- Opening Delimiter -

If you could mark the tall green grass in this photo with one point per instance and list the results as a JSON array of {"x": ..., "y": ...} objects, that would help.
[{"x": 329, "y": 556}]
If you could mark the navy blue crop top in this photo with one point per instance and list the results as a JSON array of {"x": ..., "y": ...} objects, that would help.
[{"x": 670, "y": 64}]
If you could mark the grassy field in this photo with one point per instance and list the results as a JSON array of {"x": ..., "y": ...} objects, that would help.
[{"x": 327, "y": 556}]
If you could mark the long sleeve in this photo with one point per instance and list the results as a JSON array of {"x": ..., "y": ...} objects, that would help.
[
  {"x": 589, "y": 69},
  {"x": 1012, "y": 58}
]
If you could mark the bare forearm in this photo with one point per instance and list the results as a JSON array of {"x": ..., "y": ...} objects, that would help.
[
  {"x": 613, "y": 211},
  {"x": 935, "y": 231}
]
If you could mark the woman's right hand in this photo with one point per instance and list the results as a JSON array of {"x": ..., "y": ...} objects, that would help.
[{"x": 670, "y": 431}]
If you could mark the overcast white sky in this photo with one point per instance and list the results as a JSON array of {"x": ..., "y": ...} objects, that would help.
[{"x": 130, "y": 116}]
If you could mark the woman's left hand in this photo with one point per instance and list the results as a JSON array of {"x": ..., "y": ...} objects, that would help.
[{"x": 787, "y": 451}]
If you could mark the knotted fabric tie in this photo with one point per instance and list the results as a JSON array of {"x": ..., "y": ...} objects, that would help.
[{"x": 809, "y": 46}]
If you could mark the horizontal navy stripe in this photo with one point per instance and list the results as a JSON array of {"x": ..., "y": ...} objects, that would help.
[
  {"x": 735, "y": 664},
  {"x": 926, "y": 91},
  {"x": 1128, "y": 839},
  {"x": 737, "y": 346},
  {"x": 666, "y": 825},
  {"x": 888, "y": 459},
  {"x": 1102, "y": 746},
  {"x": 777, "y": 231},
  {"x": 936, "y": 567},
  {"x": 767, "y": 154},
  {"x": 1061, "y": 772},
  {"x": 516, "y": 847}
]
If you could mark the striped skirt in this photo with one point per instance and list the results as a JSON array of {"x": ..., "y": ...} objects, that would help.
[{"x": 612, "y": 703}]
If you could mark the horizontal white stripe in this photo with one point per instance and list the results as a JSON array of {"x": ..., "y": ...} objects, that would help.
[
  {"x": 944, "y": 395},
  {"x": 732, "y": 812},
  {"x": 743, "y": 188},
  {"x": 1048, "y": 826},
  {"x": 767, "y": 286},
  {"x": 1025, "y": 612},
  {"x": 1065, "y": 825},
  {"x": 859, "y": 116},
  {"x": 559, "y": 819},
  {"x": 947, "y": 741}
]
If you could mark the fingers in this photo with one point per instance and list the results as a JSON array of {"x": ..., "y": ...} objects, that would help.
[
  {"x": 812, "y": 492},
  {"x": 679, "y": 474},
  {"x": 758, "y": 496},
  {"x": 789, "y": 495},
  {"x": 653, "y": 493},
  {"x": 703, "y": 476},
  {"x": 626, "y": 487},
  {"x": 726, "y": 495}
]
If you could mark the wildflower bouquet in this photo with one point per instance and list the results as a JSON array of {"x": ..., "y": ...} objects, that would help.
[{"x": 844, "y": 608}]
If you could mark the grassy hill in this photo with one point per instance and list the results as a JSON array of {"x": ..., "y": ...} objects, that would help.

- Closing Delimiter -

**Work request**. Please write out all of the records above, character for character.

**Solution to this problem**.
If you could mark the tall green grass in this photo with one point per instance and list the results as a JSON array of {"x": ..., "y": ...} objects, that would help.
[{"x": 329, "y": 556}]
If you could mark the navy blue crop top in this photo with one point per instance and list the results as a JSON array of {"x": ..., "y": ...} objects, that would help.
[{"x": 670, "y": 64}]
If you could mark the grassy field in this photo with one point per instance and list the results as a JSON array of {"x": ..., "y": ...} objects, that would help.
[{"x": 327, "y": 556}]
If you could mark the long sleeve in this photo with one point per instance and list the results as a JSON array of {"x": ..., "y": ...} objects, that would help.
[
  {"x": 589, "y": 69},
  {"x": 1012, "y": 58}
]
If you could mark the bare forearm in this photo with one point per instance and list the results as a JSON array of {"x": ..., "y": ...} objects, that would help.
[
  {"x": 613, "y": 211},
  {"x": 935, "y": 231}
]
If you could mark the woman's right hand in this photo with one point per instance and list the results as a JSON array of {"x": ..., "y": ...} objects, that would help.
[{"x": 670, "y": 431}]
If you could mark the overcast white sky in this photo with one point per instance and list the results as a JSON array of {"x": ..., "y": ...} objects, that would help.
[{"x": 130, "y": 116}]
If you could mark the woman's left hand in this photo with one point per instance and list the results as a JSON array of {"x": ..., "y": ...} objects, that would help.
[{"x": 787, "y": 451}]
If you could mark the knotted fabric tie in this photo with one point per instance and list the results as a JSON array of {"x": ..., "y": ...} objects, that would help.
[{"x": 809, "y": 46}]
If you could mark the horizontal navy stripe in this photo with one point per instance and list the results as a JSON array of {"x": ..., "y": ...} objects, that would help.
[
  {"x": 735, "y": 664},
  {"x": 926, "y": 91},
  {"x": 1128, "y": 839},
  {"x": 737, "y": 346},
  {"x": 666, "y": 825},
  {"x": 888, "y": 459},
  {"x": 1102, "y": 746},
  {"x": 777, "y": 231},
  {"x": 936, "y": 567},
  {"x": 767, "y": 154},
  {"x": 1061, "y": 772},
  {"x": 516, "y": 847}
]
If you could mark the striped skirt in this photo with one point per instance and list the results as a JSON array of {"x": ..., "y": ...} objects, that would help.
[{"x": 612, "y": 703}]
If you could mark the horizontal white stripe in this photo with one point per instance and list the results as a JSON array of {"x": ..., "y": ...} objects, that would help.
[
  {"x": 944, "y": 395},
  {"x": 732, "y": 812},
  {"x": 743, "y": 188},
  {"x": 1048, "y": 826},
  {"x": 767, "y": 286},
  {"x": 1025, "y": 612},
  {"x": 1065, "y": 825},
  {"x": 859, "y": 116},
  {"x": 559, "y": 819},
  {"x": 947, "y": 741}
]
If you could mark the fingers in this photo with one point per instance and list the results as a JSON array of {"x": ..., "y": ...} objects, that would help.
[
  {"x": 812, "y": 492},
  {"x": 679, "y": 474},
  {"x": 758, "y": 496},
  {"x": 789, "y": 495},
  {"x": 653, "y": 493},
  {"x": 703, "y": 476},
  {"x": 626, "y": 487},
  {"x": 726, "y": 495}
]
If you could mark the wildflower bouquet in this photo with one point per instance and list the results as a JSON array of {"x": ..., "y": ...} objects, that would help.
[{"x": 844, "y": 608}]
If you could mark the grassy hill in this photo with one point per instance and list the results as a JSON array of {"x": ..., "y": ...} objects, that would help.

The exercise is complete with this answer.